EXCERPTED RECORDS:
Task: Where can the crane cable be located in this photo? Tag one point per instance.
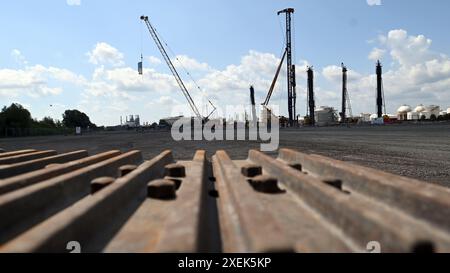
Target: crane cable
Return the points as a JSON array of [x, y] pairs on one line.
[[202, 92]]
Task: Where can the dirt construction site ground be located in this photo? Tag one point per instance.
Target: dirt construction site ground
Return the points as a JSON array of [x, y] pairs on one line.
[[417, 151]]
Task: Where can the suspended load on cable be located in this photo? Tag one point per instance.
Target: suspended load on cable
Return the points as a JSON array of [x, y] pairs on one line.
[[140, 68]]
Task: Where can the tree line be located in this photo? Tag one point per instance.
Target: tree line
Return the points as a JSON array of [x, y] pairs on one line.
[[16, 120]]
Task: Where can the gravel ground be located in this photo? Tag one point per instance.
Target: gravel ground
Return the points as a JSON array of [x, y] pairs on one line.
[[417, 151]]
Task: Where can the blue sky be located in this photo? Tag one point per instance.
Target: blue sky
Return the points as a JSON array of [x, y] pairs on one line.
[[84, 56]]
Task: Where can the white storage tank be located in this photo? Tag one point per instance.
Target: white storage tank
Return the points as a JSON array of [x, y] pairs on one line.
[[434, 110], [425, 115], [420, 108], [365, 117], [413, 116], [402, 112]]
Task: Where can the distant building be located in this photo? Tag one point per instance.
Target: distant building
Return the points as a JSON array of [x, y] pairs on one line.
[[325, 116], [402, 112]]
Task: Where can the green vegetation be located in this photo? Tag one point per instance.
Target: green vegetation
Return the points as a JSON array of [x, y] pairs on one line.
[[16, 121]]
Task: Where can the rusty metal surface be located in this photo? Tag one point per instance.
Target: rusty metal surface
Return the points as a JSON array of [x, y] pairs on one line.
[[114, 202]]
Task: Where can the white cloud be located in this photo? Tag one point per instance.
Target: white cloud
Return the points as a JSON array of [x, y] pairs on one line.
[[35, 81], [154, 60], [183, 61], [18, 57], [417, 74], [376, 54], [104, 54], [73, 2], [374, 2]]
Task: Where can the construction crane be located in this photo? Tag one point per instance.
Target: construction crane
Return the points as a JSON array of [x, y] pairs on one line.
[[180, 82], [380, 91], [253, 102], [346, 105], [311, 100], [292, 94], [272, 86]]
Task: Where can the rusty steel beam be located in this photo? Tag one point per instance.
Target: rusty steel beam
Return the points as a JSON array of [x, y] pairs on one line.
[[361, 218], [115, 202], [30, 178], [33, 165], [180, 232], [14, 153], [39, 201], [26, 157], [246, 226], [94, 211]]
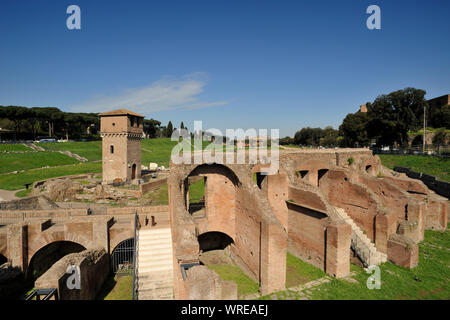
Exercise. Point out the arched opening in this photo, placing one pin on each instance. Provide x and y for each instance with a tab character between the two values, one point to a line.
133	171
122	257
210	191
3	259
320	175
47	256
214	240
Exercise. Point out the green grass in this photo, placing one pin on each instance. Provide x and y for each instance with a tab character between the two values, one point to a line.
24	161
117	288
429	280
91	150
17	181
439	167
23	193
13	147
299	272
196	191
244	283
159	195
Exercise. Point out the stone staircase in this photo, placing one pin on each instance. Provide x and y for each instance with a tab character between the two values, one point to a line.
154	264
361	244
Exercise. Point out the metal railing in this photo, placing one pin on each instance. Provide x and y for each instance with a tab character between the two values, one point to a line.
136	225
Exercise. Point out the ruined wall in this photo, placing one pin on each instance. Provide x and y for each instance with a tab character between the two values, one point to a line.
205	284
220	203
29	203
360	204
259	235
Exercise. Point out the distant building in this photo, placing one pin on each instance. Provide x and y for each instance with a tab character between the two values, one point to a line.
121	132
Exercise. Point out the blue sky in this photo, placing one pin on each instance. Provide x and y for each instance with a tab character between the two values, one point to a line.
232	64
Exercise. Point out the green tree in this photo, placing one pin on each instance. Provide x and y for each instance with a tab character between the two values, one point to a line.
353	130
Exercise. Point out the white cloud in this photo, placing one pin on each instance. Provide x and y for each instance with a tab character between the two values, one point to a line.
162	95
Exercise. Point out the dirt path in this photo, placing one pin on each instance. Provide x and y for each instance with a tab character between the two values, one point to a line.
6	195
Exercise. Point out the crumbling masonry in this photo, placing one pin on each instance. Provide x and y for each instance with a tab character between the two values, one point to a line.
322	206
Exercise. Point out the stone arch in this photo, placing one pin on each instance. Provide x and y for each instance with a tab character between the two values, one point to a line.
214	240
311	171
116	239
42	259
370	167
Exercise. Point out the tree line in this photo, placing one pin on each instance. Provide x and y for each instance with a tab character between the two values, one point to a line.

EXERCISE DIRECTIONS: Everything in the data must be printed verbatim except the pictures.

YOUR RESPONSE:
Task: Where can the crane cable be located in this photo? Tag one point per instance.
Target: crane cable
Return the points as a JSON array of [x, y] pairs on one line.
[[202, 92]]
Task: Where can the dirt construction site ground be located in this photo? Tag one point per instance.
Target: dirt construction site ground
Return the points as a JSON array of [x, y] pairs on one line.
[[417, 151]]
Task: Where can the suspended load on cable be located in this photo? Tag one point per instance.
Target: suspended load on cable
Return the points as a JSON array of [x, y] pairs on one line.
[[140, 68]]
Task: Where can the tree line be located in this photo? Tag one point per instance.
Target: tree line
Return the points as a JSON array of [x, y] pairs on one line.
[[16, 120]]
Task: Where can the gravel ground be located in this photo? Tag one point per instance.
Target: gravel ground
Return the points as a JSON array of [x, y] pairs on one line.
[[417, 151]]
Task: Where can the blue sky be located in this photo? Tag one point per instance.
Target: blue sky
Return the points as a JSON array of [x, y] pairs on one line.
[[84, 56]]
Task: Where can the white storage tank be located in this photo? Tag one point per instance.
Target: white storage tank
Return the points as a JSON array of [x, y] pairs on one line.
[[434, 110], [425, 115], [420, 108], [365, 117], [413, 116], [402, 112]]
Task: Where can the distant building be located in this photo? Tag one point per instance.
Target: distant building
Return the points as a JSON array of [x, y] pairs on one line.
[[325, 116], [402, 112]]
Task: Where can the green vegetation be located in this photo? Tag one point per instance.
Target: green vegetation
Return the points as a JSON array of [x, y] pairs on one line.
[[16, 121]]
Task: Where can the rusty metal surface be located in this photo? Tag one point per instance.
Target: rusty metal surface
Return the points as a JSON array of [x, y] pairs on one line.
[[114, 202]]
Task: Where can the white cloud be located in this photo? Tag one point per instance.
Target: white cloud
Return the points as a JSON array of [x, y] pairs on one line.
[[35, 81], [154, 60], [183, 61], [18, 57], [417, 74], [376, 54], [104, 54], [73, 2], [374, 2]]
Task: Where can the construction crane be located in this photo? Tag one point per instance.
Target: construction crane
Return the points as a JSON array of [x, y] pairs on one line.
[[180, 82], [380, 91], [253, 102], [346, 105], [311, 100], [292, 94], [272, 86]]
Task: Where can the rusty steel beam be located in this photo? Tag one point per instance.
Target: rusty steel beam
Return the points as a JSON array of [x, y] pairs on one line.
[[361, 218], [115, 202], [30, 178], [33, 165], [180, 232], [14, 153], [39, 201], [26, 157], [246, 226], [94, 211]]
Exercise. Point out the arched opening in this photo, placing one pin on each instance. Provide x and y for each instance with a tab character between the two values, one point to a line.
133	171
122	257
210	191
3	259
320	175
47	256
214	240
Exercise. Point out the green grass in this photo, placing one pin on each instance. Provide x and y for each instance with a tab character between the two values, one point to a line.
24	161
117	288
429	280
91	150
17	181
439	167
23	193
13	147
299	272
196	191
244	283
159	195
Exercise. Point out the stone staircase in this photo, placing one pin on each instance. Provide x and y for each instance with a tab character between the two values, one point to a line.
154	264
361	244
Exercise. Point out the metal railing in this photo, placing one pin on each instance. Provide x and y for each instance with a tab character between the two values, one point to a line.
136	225
Exercise. Point out the ruined wall in this photo, placing one pin on each instance. Provide x and y for each instance with a tab character between the two values, one point to a line.
205	284
220	203
29	203
360	204
259	235
Exercise. Point out the distant building in this photo, placing one pin on each instance. Provide x and y for each instance with a tab character between the two values, one point to a line.
121	132
Exercise. Point out the blue sky in this photo, placing one pin on each instance. Provide x and y for each instance with a tab character between the two values, one point to a line.
232	64
Exercise. Point out the green tree in this photo, placing one pin on each instance. Provide x and y for each instance with a tab character between the two values, one point to a line.
353	130
Exercise. Point out the white cloud in this photo, placing one pin on each instance. Provide x and y for each instance with a tab character between the two values, one point to a line.
162	95
Exercise. Point out the dirt path in this photo, placing one pin on each instance. Provide x and y for each instance with a tab character between the two values, one point to a line.
6	195
Exercise. Point out the crumbling masonry in this photo, placing one pin on each instance. Provide x and y for each instance with a tab character between the two values, one point to a line.
322	206
Exercise. Point out the stone arch in this photo, placing one pin on each instance. Provide x and y for each instance with a tab character between the two values, one point to a line.
214	240
311	171
116	239
42	259
370	167
Exercise. Point out the tree line in this photo, placing one pin on each instance. Provide x and y for each instance with a tab character between the two values, one point to a line.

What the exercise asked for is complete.